[Stored dataset items]
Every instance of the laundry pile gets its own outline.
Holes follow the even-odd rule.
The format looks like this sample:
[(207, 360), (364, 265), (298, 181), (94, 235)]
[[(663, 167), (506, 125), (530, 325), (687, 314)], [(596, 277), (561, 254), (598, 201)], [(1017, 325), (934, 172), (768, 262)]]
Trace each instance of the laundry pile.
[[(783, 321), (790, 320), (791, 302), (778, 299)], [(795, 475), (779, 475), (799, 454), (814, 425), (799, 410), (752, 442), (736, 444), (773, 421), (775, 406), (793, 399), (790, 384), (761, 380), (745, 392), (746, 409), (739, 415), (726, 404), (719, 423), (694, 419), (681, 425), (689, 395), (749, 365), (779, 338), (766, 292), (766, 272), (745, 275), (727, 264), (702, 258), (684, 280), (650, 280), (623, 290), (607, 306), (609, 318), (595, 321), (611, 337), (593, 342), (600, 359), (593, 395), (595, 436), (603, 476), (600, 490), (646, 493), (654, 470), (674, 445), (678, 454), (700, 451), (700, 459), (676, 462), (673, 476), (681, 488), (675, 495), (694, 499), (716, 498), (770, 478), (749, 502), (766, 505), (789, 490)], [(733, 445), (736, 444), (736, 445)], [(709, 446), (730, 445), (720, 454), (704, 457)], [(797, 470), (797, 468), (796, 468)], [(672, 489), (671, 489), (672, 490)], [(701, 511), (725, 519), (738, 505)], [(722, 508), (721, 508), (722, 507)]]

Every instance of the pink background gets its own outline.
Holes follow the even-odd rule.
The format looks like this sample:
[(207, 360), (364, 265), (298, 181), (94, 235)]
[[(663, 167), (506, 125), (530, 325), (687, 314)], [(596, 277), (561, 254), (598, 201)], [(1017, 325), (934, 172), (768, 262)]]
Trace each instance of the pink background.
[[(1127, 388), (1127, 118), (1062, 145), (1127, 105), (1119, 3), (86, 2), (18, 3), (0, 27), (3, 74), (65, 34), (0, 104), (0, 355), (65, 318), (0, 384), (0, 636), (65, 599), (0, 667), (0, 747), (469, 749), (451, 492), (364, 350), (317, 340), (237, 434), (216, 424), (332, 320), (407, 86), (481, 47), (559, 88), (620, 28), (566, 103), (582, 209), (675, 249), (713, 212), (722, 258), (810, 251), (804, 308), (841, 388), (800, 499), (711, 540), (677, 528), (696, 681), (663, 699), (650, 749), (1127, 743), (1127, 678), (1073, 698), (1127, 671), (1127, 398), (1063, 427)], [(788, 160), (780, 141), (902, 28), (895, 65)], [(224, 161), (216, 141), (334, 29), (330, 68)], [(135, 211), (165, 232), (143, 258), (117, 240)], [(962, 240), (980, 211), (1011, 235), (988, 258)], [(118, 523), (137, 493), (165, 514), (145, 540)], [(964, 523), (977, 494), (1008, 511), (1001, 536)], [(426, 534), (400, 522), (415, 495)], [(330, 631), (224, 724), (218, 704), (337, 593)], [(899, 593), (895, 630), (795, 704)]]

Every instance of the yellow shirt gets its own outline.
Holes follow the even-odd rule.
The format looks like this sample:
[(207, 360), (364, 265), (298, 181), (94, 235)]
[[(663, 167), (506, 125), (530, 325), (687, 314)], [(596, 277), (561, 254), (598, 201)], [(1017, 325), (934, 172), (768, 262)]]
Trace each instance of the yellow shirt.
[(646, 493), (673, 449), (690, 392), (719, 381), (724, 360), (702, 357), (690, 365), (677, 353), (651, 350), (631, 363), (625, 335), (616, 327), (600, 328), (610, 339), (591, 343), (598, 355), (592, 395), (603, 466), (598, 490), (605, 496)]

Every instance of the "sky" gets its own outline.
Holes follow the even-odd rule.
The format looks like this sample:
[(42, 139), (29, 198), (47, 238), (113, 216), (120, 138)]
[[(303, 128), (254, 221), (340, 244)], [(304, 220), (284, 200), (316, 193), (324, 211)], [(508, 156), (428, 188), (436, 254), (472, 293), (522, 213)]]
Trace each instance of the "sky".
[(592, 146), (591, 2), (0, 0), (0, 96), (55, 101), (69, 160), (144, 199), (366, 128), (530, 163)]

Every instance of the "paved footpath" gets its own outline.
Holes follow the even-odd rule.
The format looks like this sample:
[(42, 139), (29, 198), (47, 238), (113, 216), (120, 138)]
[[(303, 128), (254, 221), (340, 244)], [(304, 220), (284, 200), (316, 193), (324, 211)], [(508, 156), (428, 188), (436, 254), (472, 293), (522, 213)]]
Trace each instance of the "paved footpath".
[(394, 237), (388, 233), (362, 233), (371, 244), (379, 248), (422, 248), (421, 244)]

> What you will do
Reproduce every line of the rows above verbatim.

> Written reply
Every instance of the laundry pile gets its own outline.
Holes follow the even-odd rule.
The format looks like this sample:
[(207, 360), (364, 265), (298, 181), (94, 235)]
[[(663, 167), (506, 125), (530, 325), (687, 314)], [(596, 277), (561, 254), (598, 201)], [(1017, 325), (934, 172), (768, 262)]]
Trace each instance of the laundry pile.
[[(783, 321), (790, 320), (791, 302), (778, 299)], [(795, 475), (779, 475), (799, 454), (814, 425), (799, 410), (752, 442), (736, 444), (773, 421), (775, 406), (793, 399), (790, 384), (761, 380), (745, 392), (746, 409), (739, 415), (726, 404), (719, 423), (694, 419), (681, 425), (689, 395), (749, 365), (779, 338), (766, 292), (766, 272), (745, 275), (727, 264), (702, 258), (684, 280), (650, 280), (623, 290), (607, 306), (609, 318), (595, 321), (611, 337), (593, 342), (600, 359), (593, 395), (595, 436), (603, 476), (600, 490), (646, 493), (654, 470), (674, 445), (678, 454), (700, 451), (700, 459), (676, 462), (673, 476), (681, 488), (675, 495), (694, 499), (716, 498), (770, 478), (749, 502), (766, 505), (789, 490)], [(733, 445), (736, 444), (736, 445)], [(709, 446), (730, 445), (720, 454), (704, 457)], [(797, 470), (797, 468), (796, 468)], [(672, 489), (671, 489), (672, 490)], [(701, 511), (725, 519), (738, 505)], [(722, 508), (721, 508), (722, 507)]]

Every instance of the pink background gets its own outline.
Holes follow the even-odd rule.
The format looks like this sample:
[(207, 360), (364, 265), (298, 181), (94, 235)]
[[(663, 167), (506, 125), (530, 325), (687, 314)], [(596, 277), (561, 254), (598, 201)], [(1017, 325), (934, 172), (768, 262)]]
Trace each instance of the pink background.
[[(1127, 388), (1127, 118), (1062, 145), (1127, 105), (1119, 3), (86, 2), (18, 3), (0, 27), (3, 74), (65, 34), (0, 104), (0, 355), (65, 318), (0, 384), (0, 636), (65, 599), (0, 667), (0, 747), (469, 749), (451, 492), (364, 350), (317, 340), (237, 434), (216, 424), (332, 320), (407, 86), (481, 47), (559, 88), (620, 28), (566, 103), (582, 209), (675, 249), (713, 212), (722, 258), (810, 251), (804, 308), (841, 388), (800, 499), (711, 540), (677, 528), (696, 681), (663, 699), (650, 749), (1127, 743), (1127, 678), (1073, 698), (1127, 671), (1127, 398), (1063, 427)], [(788, 160), (780, 141), (902, 28), (895, 65)], [(224, 161), (216, 141), (334, 29), (330, 68)], [(135, 211), (165, 232), (143, 258), (117, 240)], [(962, 240), (980, 211), (1011, 235), (988, 258)], [(118, 523), (137, 493), (165, 514), (145, 540)], [(964, 523), (977, 494), (1008, 511), (1001, 536)], [(426, 534), (400, 522), (415, 495)], [(330, 631), (224, 724), (218, 704), (337, 593)], [(899, 593), (895, 630), (795, 704)]]

Every instance of the yellow shirt gets its own outline.
Holes follow the even-odd rule.
The format looks like this sample:
[(207, 360), (364, 265), (298, 181), (94, 235)]
[[(663, 167), (506, 125), (530, 325), (687, 314)], [(596, 277), (561, 254), (598, 201)], [(1017, 325), (934, 172), (768, 262)]]
Trace each instance of the yellow shirt.
[(646, 493), (673, 449), (690, 392), (719, 381), (724, 360), (702, 357), (690, 365), (677, 353), (651, 350), (631, 363), (625, 335), (616, 327), (600, 328), (610, 339), (591, 343), (598, 355), (592, 395), (603, 466), (598, 490), (605, 496)]

Every instance of the "sky" gets its own outline.
Holes follow the even-odd rule.
The format looks like this sample:
[(42, 139), (29, 198), (47, 238), (113, 216), (120, 138)]
[[(303, 128), (254, 221), (340, 244)], [(304, 220), (284, 200), (316, 193), (324, 211)], [(508, 156), (428, 188), (436, 254), (472, 293), (522, 213)]]
Trace each instance of the "sky".
[(592, 146), (591, 2), (0, 0), (0, 96), (55, 101), (69, 160), (144, 199), (366, 128), (530, 163)]

Every instance of the "paved footpath" gets its own outline.
Holes follow the even-odd rule.
The format looks like this sample:
[(42, 139), (29, 198), (47, 238), (113, 216), (120, 138)]
[[(303, 128), (254, 221), (340, 244)], [(304, 220), (284, 200), (316, 193), (324, 211)], [(508, 156), (428, 188), (436, 254), (472, 293), (522, 213)]]
Trace each instance of the "paved footpath".
[(394, 237), (388, 233), (362, 233), (371, 244), (379, 248), (422, 248), (421, 244)]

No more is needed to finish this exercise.